== SELECTED EXTRACT ==
[start]
R/viterbi.R

Defines functions viterbi.msm

Documented in viterbi.msm

#' Calculate the probabilities of underlying states and the most likely path
#' through them
#' 
#' For a fitted hidden Markov model, or a model with censored state
#' observations, the Viterbi algorithm recursively constructs the path with the
#' highest probability through the underlying states.  The probability of each
#' hidden state is also computed for hidden Markov models, using the
#' forward-backward algorithm.
#' 
#' 
#' @param x A fitted hidden Markov multi-state model, or a model with censored
#' state observations, as produced by \code{\link{msm}}
#' @param normboot If \code{TRUE}, then before running the algorithm, the
#' maximum likelihood estimates of the model parameters are replaced by an
#' alternative set of parameters drawn randomly from the asymptotic
#' multivariate normal distribution of the MLEs.
#' @param newdata An optional data frame containing observations on which to
#' construct the Viterbi path and forward-backward probabilities. It must be in
#' the same format as the data frame used to fit \code{x}.  If \code{NULL}, the
#' data frame used to fit \code{x} is used.
[end]
== RECORDED DATA ==
[start]
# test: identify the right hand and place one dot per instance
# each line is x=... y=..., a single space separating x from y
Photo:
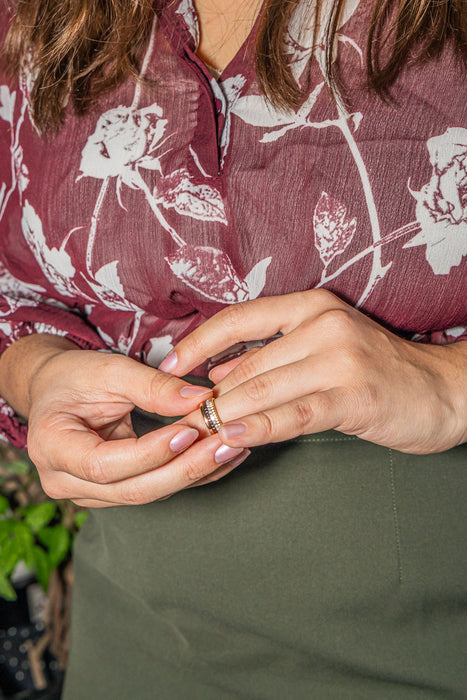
x=82 y=443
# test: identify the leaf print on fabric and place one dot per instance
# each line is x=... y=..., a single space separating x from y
x=188 y=12
x=257 y=111
x=210 y=271
x=108 y=288
x=158 y=349
x=441 y=206
x=200 y=201
x=7 y=104
x=55 y=262
x=17 y=293
x=333 y=231
x=19 y=170
x=301 y=33
x=227 y=92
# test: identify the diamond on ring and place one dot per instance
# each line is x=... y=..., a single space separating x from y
x=210 y=416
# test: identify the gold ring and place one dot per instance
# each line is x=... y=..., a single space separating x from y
x=210 y=416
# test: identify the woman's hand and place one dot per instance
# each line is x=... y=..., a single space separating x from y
x=81 y=440
x=333 y=367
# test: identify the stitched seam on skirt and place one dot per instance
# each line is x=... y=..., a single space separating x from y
x=395 y=516
x=343 y=439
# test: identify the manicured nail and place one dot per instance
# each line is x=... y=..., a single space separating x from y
x=226 y=453
x=169 y=363
x=241 y=458
x=232 y=430
x=189 y=392
x=183 y=439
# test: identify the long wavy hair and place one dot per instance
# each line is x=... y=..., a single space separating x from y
x=81 y=48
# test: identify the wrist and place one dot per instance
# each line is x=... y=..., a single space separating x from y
x=453 y=369
x=21 y=363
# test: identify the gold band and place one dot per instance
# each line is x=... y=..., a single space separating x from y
x=210 y=416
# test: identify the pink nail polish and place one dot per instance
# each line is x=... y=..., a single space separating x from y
x=232 y=430
x=183 y=439
x=169 y=363
x=190 y=392
x=226 y=453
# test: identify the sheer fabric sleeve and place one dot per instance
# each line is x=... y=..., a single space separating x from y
x=23 y=312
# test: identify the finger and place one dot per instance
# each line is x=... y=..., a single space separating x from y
[end]
== PROBLEMS TO SOLVE ==
A. Reproduce the viterbi.msm documentation from "Documented in viterbi.msm" up to and including "#' forward-backward algorithm.", substituting "hidden states" for each occurrence of "underlying states".
B. According to the viterbi.msm documentation, which algorithm computes the probability of each hidden state for hidden Markov models?
C. Carry the viterbi.msm documentation forward from its last line.

== RESPONSES FOR EACH TASK ==
A.
Documented in viterbi.msm

#' Calculate the probabilities of hidden states and the most likely path
#' through them
#' 
#' For a fitted hidden Markov model, or a model with censored state
#' observations, the Viterbi algorithm recursively constructs the path with the
#' highest probability through the hidden states.  The probability of each
#' hidden state is also computed for hidden Markov models, using the
#' forward-backward algorithm.

B. The forward-backward algorithm.

C.
#' @return A data frame with columns:
#' 
#' \code{subject} = subject identification numbers
#' 
#' \code{time} = times of observations
#' 
#' \code{observed} = corresponding observed states
#' 
#' \code{fitted} = corresponding fitted states found by Viterbi recursion. If
#' the model is not a hidden Markov model, and there are no censored state
#' observations, this is just the observed states.
#' 
#' For hidden Markov models, an additional matrix \code{pstate} is also
#' returned inside the data frame, giving the probability of each hidden state
#' at each point, conditionally on all the data.  This is computed by the
#' forward/backward algorithm.
#' @author C. H. Jackson \email{chris.jackson@@mrc-bsu.cam.ac.uk}
#' @seealso \code{\link{msm}}
#' @references Durbin, R., Eddy, S., Krogh, A. and Mitchison, G.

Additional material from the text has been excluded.